DATASET RECORDS:
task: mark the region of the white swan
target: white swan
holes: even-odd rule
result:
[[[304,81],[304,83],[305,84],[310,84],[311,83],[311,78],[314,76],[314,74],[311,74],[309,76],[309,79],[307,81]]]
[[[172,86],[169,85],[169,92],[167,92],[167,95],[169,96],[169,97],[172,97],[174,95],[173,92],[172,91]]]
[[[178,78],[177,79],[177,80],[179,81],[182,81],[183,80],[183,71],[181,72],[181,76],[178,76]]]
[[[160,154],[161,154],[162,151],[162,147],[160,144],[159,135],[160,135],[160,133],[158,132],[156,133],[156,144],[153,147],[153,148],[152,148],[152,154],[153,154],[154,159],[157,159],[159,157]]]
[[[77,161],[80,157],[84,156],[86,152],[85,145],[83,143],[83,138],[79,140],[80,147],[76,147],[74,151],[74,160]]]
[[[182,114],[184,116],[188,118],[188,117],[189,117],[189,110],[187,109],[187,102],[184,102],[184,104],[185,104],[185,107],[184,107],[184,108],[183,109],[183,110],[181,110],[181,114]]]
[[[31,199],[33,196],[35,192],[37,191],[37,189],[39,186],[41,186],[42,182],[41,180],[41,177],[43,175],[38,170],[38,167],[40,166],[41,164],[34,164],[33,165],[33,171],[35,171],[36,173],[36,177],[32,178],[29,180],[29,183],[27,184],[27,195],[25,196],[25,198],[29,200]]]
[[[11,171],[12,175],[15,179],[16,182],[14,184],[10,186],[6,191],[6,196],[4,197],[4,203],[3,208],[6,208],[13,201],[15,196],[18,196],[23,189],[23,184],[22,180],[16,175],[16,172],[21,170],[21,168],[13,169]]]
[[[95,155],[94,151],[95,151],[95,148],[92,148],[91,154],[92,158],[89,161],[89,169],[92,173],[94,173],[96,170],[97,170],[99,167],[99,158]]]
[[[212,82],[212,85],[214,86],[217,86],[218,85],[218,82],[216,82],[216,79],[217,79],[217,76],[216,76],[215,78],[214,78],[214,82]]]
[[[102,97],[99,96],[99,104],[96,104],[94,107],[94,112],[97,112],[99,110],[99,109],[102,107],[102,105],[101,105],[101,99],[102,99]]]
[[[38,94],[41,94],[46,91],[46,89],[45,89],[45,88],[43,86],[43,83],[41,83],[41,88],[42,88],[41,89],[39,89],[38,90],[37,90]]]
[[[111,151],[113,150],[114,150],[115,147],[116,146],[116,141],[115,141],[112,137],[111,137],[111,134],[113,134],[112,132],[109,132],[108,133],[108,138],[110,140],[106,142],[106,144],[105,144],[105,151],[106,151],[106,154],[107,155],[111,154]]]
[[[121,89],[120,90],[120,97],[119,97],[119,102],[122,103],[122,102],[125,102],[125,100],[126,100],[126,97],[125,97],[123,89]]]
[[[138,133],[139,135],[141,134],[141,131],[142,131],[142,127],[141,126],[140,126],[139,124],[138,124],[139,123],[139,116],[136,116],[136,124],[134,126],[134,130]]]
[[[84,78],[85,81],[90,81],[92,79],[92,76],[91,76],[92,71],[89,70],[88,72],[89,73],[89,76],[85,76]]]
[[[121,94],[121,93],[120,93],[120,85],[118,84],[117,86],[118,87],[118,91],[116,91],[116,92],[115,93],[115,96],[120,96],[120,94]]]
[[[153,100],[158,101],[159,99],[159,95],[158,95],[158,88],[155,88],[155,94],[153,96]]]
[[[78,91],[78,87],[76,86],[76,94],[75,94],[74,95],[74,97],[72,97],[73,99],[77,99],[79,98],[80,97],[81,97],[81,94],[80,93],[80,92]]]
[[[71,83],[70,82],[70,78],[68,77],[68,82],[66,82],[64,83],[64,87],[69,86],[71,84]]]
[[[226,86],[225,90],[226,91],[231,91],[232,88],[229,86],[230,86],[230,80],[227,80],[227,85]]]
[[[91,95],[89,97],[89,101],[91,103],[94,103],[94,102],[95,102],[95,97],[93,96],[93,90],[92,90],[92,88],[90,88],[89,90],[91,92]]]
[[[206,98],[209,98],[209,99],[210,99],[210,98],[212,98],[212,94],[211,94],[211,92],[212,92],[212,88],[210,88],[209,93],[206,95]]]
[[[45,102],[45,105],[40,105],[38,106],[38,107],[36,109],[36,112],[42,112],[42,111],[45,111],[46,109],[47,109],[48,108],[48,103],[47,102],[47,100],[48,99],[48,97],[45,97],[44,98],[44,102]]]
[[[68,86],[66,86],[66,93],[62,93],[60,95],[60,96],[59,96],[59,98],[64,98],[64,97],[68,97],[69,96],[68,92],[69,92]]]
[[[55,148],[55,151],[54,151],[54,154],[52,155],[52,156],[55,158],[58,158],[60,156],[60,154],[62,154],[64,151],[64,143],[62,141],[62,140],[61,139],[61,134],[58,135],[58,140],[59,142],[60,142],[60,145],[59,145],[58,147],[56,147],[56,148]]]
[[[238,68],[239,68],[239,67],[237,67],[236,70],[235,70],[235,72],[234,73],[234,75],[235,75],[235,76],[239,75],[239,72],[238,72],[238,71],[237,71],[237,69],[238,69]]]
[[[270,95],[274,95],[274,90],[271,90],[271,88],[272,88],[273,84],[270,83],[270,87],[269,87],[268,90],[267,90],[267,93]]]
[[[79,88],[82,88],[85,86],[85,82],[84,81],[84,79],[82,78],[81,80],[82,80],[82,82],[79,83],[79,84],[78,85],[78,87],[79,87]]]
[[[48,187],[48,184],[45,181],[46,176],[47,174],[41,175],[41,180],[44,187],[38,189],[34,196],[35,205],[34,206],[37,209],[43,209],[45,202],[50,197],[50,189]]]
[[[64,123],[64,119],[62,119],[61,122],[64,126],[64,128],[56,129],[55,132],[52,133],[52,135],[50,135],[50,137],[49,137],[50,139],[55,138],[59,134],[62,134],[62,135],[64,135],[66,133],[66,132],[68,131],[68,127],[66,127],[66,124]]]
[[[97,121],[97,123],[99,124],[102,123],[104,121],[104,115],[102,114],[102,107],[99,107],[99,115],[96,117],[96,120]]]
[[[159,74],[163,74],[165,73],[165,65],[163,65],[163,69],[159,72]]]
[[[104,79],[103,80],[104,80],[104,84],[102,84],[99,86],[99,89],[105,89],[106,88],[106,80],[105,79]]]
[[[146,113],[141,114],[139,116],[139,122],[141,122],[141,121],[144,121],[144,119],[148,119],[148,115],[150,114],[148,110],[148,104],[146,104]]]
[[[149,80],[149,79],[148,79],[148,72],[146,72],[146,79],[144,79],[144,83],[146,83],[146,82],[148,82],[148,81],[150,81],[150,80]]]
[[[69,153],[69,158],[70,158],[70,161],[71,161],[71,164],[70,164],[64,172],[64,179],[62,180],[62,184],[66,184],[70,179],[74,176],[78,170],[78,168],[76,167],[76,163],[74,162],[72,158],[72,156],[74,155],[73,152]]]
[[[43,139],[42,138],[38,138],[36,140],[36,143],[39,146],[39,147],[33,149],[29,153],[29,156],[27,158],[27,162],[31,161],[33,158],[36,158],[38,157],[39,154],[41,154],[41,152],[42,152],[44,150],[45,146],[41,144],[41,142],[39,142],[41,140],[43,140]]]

WRITTEN PROBLEM: State how many lines of the records above contain the string "white", counting only matches with the same case. Give only the number.

CORRECT RESPONSE: 2